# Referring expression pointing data
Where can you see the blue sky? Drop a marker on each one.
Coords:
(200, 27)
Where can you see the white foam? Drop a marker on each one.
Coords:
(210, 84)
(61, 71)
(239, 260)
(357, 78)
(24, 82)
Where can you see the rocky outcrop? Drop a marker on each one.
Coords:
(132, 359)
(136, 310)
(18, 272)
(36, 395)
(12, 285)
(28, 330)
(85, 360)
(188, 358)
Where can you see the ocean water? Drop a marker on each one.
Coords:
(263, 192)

# Assignment
On how many lines of the data does the word "each" appear? Only the number is wanted.

# Answer space
4